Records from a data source
-------

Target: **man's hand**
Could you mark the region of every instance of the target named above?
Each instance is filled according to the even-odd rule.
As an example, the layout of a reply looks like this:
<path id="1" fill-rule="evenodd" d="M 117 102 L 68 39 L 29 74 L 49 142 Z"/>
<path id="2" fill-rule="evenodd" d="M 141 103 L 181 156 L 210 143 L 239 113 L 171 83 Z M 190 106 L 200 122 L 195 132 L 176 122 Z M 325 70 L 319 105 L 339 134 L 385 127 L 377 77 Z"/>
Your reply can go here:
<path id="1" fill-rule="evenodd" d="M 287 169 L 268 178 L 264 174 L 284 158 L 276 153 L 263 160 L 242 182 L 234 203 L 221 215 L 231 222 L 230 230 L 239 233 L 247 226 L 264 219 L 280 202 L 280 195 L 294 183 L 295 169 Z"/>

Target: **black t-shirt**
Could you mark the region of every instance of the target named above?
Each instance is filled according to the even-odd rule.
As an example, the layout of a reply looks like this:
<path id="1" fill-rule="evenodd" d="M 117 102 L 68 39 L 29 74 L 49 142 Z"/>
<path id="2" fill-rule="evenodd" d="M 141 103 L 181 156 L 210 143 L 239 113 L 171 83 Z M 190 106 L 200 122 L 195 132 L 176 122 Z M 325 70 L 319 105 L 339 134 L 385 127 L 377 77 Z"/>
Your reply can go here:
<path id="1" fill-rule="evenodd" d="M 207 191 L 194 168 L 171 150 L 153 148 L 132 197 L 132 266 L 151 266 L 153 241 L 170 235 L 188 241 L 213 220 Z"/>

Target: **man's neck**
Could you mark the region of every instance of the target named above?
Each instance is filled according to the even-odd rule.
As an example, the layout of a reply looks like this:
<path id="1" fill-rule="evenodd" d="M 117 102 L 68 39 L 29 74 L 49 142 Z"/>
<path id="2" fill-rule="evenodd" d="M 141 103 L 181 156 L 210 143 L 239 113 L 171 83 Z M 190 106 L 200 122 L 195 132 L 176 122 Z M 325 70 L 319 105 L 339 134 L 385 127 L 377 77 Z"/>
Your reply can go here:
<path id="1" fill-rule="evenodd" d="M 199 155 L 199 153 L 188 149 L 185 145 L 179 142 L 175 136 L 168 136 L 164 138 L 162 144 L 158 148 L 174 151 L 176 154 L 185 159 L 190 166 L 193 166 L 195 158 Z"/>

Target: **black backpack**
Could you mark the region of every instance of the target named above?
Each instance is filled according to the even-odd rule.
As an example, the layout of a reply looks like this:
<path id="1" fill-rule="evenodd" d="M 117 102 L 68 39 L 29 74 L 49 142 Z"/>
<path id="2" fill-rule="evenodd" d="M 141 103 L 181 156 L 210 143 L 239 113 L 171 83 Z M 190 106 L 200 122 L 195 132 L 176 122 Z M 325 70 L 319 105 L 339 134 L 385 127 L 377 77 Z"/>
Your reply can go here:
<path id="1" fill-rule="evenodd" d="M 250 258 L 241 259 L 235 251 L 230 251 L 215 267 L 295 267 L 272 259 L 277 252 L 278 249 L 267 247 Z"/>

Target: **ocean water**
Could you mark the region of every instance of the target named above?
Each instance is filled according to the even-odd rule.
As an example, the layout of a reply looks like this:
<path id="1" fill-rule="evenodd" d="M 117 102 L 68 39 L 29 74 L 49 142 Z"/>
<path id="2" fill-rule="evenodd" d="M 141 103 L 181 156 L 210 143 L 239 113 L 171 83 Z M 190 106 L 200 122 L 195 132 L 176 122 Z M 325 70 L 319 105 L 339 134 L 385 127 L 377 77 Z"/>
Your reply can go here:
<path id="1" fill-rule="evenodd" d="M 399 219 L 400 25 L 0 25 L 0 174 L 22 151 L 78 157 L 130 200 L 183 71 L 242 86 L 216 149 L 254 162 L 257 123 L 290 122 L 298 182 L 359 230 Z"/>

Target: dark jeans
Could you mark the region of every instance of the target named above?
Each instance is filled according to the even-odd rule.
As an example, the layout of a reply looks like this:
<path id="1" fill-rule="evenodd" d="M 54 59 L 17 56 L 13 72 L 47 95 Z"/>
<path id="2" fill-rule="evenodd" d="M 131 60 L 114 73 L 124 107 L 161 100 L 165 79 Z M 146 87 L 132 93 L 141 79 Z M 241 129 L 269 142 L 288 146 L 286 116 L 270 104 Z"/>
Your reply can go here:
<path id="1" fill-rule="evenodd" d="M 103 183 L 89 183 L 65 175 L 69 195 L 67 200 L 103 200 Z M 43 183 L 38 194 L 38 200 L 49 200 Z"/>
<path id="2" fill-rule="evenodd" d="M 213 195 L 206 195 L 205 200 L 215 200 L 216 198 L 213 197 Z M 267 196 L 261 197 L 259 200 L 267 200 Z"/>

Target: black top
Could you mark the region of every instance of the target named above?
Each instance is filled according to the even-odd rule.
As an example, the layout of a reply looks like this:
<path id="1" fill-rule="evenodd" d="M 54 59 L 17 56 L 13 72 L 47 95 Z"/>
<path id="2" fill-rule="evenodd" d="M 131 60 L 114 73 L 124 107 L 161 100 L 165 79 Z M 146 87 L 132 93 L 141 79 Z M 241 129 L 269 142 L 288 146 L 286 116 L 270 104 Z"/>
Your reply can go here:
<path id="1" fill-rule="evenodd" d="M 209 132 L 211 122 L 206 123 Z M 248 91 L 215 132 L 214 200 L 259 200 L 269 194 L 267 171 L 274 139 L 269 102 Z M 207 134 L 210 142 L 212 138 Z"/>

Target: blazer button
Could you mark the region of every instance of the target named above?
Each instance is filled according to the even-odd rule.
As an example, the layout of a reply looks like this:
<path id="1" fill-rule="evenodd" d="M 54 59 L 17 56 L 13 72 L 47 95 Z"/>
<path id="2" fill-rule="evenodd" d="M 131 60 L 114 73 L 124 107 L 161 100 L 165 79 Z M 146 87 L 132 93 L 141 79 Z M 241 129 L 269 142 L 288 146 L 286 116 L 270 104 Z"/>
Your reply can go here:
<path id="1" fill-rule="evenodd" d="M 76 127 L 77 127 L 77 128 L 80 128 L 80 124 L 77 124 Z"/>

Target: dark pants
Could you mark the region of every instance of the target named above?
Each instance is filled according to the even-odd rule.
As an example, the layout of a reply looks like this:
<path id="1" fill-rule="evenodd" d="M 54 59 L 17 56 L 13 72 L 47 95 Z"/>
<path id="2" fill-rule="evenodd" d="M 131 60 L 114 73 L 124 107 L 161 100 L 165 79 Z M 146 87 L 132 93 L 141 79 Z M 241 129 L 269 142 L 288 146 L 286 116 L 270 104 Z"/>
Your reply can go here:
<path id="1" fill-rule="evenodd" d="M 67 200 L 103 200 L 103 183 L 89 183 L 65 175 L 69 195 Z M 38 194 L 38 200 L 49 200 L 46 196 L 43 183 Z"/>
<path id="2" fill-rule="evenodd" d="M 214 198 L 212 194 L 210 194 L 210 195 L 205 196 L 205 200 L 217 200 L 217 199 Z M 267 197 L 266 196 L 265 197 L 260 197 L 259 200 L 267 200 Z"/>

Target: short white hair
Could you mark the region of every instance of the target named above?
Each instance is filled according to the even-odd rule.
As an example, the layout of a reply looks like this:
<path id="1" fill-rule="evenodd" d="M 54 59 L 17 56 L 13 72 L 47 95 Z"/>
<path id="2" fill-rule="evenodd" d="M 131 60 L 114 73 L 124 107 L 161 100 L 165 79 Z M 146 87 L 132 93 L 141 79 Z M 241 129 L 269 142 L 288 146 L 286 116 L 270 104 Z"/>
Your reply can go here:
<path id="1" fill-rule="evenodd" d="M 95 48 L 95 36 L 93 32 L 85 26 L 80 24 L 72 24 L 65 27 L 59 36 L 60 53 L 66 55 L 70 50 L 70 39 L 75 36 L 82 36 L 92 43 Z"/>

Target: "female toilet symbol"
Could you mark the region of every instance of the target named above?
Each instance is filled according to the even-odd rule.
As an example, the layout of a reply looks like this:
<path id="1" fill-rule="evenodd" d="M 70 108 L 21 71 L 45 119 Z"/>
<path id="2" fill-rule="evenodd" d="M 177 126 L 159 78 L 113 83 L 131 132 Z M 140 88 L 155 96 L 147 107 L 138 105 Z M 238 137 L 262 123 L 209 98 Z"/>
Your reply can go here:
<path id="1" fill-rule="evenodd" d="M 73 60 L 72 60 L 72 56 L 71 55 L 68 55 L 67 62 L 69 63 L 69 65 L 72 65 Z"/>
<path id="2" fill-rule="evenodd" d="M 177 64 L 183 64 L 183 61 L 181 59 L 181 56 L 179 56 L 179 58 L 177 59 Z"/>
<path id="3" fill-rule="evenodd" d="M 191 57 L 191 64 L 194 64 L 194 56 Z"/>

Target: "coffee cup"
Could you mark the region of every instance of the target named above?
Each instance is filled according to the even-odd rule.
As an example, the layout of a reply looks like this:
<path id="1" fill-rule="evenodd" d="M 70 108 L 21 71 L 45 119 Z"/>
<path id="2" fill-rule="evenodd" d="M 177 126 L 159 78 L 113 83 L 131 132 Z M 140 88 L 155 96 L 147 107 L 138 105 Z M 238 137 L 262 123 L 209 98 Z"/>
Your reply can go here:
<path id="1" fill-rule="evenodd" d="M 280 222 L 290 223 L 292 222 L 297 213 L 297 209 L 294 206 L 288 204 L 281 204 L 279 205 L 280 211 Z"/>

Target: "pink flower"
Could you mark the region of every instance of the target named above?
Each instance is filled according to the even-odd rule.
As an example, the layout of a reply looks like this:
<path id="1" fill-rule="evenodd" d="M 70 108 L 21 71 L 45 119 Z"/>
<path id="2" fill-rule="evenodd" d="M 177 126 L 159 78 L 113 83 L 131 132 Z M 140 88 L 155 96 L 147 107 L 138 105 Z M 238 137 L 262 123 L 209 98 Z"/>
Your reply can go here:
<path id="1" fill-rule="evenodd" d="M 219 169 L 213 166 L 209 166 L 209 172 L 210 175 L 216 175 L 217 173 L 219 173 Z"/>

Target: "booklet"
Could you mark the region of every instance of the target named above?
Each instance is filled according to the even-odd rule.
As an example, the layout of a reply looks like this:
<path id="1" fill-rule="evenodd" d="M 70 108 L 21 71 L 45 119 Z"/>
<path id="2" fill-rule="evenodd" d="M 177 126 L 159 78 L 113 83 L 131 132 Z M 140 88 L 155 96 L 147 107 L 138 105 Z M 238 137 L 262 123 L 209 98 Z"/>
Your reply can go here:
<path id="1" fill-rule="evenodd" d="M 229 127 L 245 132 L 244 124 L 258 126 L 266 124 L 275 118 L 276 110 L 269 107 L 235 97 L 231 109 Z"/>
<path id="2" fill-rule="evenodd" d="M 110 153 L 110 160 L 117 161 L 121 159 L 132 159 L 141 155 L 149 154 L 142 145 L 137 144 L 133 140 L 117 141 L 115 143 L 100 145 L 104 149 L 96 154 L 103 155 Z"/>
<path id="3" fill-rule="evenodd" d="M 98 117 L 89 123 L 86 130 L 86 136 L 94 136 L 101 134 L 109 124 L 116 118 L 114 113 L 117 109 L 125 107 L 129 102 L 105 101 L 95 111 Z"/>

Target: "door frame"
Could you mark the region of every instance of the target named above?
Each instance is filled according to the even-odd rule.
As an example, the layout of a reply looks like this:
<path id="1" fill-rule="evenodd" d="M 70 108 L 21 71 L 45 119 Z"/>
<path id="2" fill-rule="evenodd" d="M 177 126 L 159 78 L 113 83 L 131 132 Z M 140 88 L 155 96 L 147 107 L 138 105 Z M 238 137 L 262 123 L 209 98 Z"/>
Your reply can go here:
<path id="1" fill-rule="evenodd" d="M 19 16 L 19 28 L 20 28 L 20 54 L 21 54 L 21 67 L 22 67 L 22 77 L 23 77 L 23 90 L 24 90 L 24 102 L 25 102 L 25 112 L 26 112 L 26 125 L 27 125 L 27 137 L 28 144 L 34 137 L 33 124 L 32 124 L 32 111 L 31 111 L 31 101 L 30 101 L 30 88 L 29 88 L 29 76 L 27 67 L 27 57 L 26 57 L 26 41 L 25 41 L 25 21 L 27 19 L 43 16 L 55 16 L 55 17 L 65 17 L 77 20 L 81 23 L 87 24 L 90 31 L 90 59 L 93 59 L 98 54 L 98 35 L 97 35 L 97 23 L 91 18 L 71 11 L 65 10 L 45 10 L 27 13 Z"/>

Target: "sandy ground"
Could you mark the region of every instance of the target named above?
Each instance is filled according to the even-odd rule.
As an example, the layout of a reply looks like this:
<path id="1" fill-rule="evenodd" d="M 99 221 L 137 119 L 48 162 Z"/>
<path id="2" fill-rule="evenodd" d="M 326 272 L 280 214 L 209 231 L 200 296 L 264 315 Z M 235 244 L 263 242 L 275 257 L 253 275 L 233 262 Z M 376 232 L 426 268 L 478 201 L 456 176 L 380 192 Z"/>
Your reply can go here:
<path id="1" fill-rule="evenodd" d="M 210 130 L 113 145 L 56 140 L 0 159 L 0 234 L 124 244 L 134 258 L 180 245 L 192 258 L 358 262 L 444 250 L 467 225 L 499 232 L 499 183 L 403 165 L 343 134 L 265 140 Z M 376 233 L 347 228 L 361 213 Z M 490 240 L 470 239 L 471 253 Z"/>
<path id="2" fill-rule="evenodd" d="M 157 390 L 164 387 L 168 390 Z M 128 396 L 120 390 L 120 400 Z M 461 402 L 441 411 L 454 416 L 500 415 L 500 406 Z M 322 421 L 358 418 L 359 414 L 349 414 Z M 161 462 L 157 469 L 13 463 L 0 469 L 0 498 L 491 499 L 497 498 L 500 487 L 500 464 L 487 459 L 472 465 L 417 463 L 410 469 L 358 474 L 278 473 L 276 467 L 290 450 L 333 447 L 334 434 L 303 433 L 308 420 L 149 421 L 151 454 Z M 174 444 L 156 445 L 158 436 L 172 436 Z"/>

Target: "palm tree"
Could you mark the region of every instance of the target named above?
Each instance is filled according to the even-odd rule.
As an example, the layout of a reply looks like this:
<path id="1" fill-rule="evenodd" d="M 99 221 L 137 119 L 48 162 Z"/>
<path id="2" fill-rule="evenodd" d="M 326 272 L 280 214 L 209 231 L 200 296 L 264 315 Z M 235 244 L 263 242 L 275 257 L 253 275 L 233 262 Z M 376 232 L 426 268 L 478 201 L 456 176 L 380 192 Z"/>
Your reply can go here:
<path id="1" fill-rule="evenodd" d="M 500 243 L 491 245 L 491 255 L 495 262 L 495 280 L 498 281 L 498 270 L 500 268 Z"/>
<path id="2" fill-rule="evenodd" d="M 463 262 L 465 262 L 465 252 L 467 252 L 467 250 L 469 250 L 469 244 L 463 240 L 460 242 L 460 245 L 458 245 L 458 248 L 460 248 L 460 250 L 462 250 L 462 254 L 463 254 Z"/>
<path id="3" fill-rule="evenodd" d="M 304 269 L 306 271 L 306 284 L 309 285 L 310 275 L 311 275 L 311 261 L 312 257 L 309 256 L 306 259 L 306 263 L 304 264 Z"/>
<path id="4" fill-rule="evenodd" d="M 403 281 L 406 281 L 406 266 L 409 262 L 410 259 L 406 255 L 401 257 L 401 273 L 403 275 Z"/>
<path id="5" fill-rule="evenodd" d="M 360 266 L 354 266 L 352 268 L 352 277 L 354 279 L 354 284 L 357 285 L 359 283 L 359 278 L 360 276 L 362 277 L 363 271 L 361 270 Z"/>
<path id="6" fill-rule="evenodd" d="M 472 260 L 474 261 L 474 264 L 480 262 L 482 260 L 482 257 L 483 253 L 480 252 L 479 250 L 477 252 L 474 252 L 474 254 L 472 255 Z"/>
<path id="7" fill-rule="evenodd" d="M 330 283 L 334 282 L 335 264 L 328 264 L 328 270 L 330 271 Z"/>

-------

# What is being asked
Check each line of the entries for the string "black". Copy the lines that have it.

# Response to the exercise
Target: **black t-shirt**
Target: **black backpack**
Target: black top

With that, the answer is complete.